##### EXTRACTED TEXT
The Agency for Toxic Substance and Disease Registry (ATSDR) has set an action level of 10 micrograms of mercury vapor per cubic meter of air in a residential setting. That is, if a home has mercury vapor levels of 10 micrograms per cubic meter or above, occupants should leave until the mercury is cleaned up. ATSDR has set a clearance level of 1 microgram of mercury vapor per cubic meter of air for residential settings. That is, occupants of the house can move back in when the clean up efforts have lowered the mercury vapor level to 1 microgram per cubic meter of air or less. In contrast, the Occupational Safety and Health Administration (OSHA) has set an amazingly high level of 50 micrograms per cubic meter for workplace exposure to mercury vapor.

Many of these mercury-containing polyurethane floors can be found in schools. The Ohio Department of Health (ODH) has acknowledged that many school occupants may be especially vulnerable to adverse health effects from exposure to mercury vapor. ODH has stated that young children, with developing body systems, and who breathe heavily during physical exertion in gym classes and at athletic events, are at a greater risk to illnesses associated with mercury. Pregnant employees who regularly work in school areas with polyurethane floors might also be more vulnerable. ODH examined information pertinent to installations in one school district, and determined that removal of the polyurethane floors was an advisable precaution to reduce the risk of exposure of vulnerable populations to mercury vapor.
##########
##### GIVEN RECORDS
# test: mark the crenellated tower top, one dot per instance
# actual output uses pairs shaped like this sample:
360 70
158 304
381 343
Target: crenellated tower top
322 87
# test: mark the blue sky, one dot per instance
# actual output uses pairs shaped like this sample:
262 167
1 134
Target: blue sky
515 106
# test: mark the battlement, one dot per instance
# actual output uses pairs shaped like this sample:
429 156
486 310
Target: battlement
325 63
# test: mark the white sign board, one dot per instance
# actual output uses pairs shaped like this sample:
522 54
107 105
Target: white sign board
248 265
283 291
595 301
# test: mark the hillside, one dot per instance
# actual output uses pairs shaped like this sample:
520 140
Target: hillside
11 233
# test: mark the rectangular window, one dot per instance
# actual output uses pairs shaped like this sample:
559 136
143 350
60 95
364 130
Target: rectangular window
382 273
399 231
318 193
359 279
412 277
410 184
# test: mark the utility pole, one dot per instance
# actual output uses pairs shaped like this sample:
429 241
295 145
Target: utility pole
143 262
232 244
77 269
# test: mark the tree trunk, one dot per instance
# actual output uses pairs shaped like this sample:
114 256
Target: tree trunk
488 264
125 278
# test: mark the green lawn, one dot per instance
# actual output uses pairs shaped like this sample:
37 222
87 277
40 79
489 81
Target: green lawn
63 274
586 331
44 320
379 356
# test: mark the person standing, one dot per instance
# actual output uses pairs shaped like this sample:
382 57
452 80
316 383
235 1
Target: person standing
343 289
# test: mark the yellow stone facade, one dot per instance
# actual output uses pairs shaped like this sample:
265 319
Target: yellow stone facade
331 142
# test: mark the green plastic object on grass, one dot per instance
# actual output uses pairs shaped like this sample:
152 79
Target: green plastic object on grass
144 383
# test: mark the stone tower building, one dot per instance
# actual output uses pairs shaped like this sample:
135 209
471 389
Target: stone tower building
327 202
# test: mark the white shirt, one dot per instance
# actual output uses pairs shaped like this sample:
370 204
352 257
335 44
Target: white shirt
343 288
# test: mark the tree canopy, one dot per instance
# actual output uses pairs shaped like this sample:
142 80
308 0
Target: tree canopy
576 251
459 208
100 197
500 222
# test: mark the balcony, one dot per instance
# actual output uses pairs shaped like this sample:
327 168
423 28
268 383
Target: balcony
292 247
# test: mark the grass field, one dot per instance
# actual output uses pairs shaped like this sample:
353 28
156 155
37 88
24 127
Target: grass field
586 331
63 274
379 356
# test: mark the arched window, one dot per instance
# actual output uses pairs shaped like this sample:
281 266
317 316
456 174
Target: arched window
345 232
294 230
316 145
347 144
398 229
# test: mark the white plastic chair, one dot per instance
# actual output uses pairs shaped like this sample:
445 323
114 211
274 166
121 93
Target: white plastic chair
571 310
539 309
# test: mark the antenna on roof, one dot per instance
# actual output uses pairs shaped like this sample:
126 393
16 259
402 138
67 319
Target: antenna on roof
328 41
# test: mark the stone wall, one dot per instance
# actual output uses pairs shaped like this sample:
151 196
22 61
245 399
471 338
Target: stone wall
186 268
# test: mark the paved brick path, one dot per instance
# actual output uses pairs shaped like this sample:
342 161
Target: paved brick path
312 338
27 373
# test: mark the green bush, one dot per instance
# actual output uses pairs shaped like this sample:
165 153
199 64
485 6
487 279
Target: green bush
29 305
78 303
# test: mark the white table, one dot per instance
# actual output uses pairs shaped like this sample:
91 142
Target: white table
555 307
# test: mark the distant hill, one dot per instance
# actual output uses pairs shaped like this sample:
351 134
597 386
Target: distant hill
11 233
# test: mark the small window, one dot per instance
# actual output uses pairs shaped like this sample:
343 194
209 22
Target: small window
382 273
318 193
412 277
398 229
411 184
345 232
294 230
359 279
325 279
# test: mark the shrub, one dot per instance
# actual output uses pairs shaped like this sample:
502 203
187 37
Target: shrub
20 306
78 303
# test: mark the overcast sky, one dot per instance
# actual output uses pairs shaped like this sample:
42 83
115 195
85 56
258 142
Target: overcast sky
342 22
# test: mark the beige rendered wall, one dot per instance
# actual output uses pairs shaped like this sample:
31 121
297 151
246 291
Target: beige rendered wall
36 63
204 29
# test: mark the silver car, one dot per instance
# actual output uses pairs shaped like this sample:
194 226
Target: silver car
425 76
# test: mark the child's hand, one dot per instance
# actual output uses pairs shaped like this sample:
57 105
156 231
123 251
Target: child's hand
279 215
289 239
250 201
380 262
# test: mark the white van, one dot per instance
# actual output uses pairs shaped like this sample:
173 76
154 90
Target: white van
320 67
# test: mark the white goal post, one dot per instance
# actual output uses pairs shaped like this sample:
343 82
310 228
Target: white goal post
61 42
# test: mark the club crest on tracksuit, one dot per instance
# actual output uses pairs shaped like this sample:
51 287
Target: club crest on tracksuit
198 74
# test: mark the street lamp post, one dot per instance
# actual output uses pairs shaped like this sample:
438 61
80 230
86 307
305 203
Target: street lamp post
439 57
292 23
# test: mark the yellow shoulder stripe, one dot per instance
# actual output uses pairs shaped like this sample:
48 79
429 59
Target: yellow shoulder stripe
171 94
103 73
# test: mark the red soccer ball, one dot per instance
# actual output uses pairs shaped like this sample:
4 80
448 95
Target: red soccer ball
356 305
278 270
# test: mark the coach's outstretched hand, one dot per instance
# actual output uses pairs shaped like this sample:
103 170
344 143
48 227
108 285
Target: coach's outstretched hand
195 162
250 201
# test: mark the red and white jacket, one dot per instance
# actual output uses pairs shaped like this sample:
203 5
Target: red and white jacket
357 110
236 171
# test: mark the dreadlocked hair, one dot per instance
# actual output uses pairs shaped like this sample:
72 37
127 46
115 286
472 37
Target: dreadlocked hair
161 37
##########
APPLY WHAT YOU READ.
**1.** Rewrite the paragraph of the mercury vapor text that begins "The Agency for Toxic Substance" as a short list that keeps its main facts.
**2.** Write what comes next in the mercury vapor text, starting after its last sentence.
The items play no part in the tasks.

RESULTS FOR EACH TASK.
**1.**
- ATSDR action level for homes: 10 micrograms of mercury vapor per cubic meter of air. At or above this, occupants should leave until the mercury is cleaned up.
- ATSDR clearance level for homes: 1 microgram per cubic meter. Occupants can return once cleanup brings the level to this or lower.
- OSHA workplace limit: 50 micrograms per cubic meter, which the text calls amazingly high.

**2.**
The Ohio School Facilities Commission (OSFC) has requested that its environmental consultants develop recommendations for testing and removal of polyurethane flooring from schools. One of these environmental consultants has procured samples for TCLP analyses from twelve installations of these floors. Six of the twelve installations failed to meet the RCRA toxicity limit (i.e., wastes from these six floors were determined to be hazardous). This same consultant measured mercury vapor levels in four of the facilities which failed the TCLP test, and two of those floors were found to emit mercury in excess of the 1 microgram per cubic meter residential clearance level established by ATSDR. All four of the floors emitted mercury in excess of the 0.3 microgram per cubic meter established by US EPA as the minimum risk level. Results of tests conducted by 3M in the 1970’s show mercury vapor emission levels from three of their floors ranged from 5 to 22 micrograms per cubic meter of air. Furnishings and equipment used in conjunction with these floors often emit mercury at even higher levels than the floors themselves. One floor mat taken from an Ohio school gymnasium emitted mercury vapor (when tested in accordance with ATSDR methods) at a rate of 35 micrograms per cubic meter.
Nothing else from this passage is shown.